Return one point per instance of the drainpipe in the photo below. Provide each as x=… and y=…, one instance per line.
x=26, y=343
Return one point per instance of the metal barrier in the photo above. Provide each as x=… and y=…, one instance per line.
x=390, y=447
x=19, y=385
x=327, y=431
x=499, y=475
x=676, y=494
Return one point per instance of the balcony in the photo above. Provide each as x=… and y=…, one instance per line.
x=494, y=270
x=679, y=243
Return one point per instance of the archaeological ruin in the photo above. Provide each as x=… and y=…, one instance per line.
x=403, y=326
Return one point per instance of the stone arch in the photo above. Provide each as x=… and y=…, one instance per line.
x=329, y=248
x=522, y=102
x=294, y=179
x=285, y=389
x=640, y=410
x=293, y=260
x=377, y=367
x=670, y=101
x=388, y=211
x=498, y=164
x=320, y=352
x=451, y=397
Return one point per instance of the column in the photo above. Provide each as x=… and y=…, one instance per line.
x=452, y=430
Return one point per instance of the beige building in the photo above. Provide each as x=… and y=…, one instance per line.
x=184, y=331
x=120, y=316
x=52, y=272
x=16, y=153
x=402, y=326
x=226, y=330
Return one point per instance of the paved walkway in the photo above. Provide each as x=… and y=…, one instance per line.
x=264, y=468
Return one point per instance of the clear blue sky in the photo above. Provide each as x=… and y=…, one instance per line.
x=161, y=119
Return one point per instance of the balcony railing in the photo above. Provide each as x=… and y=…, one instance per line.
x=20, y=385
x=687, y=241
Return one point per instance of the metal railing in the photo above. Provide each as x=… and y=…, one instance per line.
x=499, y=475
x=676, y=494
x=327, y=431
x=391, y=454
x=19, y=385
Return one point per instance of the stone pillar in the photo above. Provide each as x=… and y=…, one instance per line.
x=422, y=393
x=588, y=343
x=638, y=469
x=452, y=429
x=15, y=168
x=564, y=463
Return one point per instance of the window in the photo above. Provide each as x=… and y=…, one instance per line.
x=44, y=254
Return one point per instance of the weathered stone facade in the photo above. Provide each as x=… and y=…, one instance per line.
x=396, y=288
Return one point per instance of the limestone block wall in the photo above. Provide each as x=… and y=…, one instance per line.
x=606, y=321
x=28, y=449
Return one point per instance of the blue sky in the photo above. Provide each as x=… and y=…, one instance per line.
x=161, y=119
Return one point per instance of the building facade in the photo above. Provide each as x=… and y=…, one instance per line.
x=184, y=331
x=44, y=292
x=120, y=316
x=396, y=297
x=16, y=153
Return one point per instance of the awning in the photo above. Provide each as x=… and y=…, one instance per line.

> Your goal: In the answer, each line of the data must appear exactly as written.

> Output for this task:
Return one point per instance of the drainpipe in the photo below. Provide each as x=… and y=…, one instance per line.
x=26, y=343
Return one point per instance of the metal barrier in the photo above. Provide each as x=… and y=…, one instance per line.
x=390, y=447
x=19, y=385
x=327, y=431
x=499, y=475
x=676, y=494
Return one point per instance of the balcony in the photo above. Provide each as x=… and y=…, one instance per line.
x=494, y=270
x=679, y=243
Return one point per instance of the archaeological ruin in the photo above. Provide each as x=… and y=…, one instance per line.
x=403, y=326
Return one point per instance of the stone arch in the photo above. Provide each as x=… and y=…, one instance per line.
x=329, y=248
x=522, y=102
x=294, y=179
x=285, y=389
x=640, y=410
x=293, y=260
x=377, y=367
x=670, y=101
x=388, y=211
x=498, y=164
x=320, y=352
x=451, y=397
Return one point per instance of the column in the photo above. Provide each as x=… and y=…, one instance per line.
x=452, y=430
Return one point per instance of the beige building in the photo above. Provide each as x=… and y=…, one instance per line.
x=184, y=331
x=120, y=316
x=52, y=272
x=16, y=153
x=402, y=326
x=226, y=330
Return one point per instance of the paved walkway in the photo above. Provide each as x=… and y=…, one instance per line.
x=264, y=468
Return one point per instance of the clear blue sky in the photo above. Provide each as x=… and y=…, one instance per line.
x=161, y=119
Return one point per instance of the balcony railing in the photo above. Provide each as x=… and y=…, one instance per line.
x=20, y=385
x=687, y=241
Return one point per instance of the metal railing in the photo above. Provide each as x=… and y=…, one instance per line.
x=499, y=475
x=676, y=494
x=327, y=431
x=391, y=454
x=19, y=385
Return one point per instance of the stone pillar in the photo above. Provide each as x=… and y=…, one instance per line.
x=422, y=393
x=588, y=343
x=638, y=469
x=452, y=429
x=15, y=168
x=564, y=463
Return one point per instance of the window in the photo above. Provide each as x=… and y=…, one instance per line.
x=44, y=254
Return one point per instance of the weathered stone facade in the photo above. Provide each as x=… and y=…, one instance per line.
x=396, y=288
Return one point per instance of the limestone block wall in the photo above. Provide each as x=… and y=…, one instance per line.
x=606, y=321
x=28, y=449
Return one point per instance of the blue sky in the photo above. Provide each as x=… and y=…, one instance per line.
x=161, y=119
Return one point per instance of the building facade in the photo above. Provide each as x=… and y=…, one instance per line.
x=184, y=331
x=44, y=292
x=120, y=316
x=396, y=297
x=16, y=153
Return one point per instance of the awning in the photo above. Provide each as x=… and y=…, one instance per line.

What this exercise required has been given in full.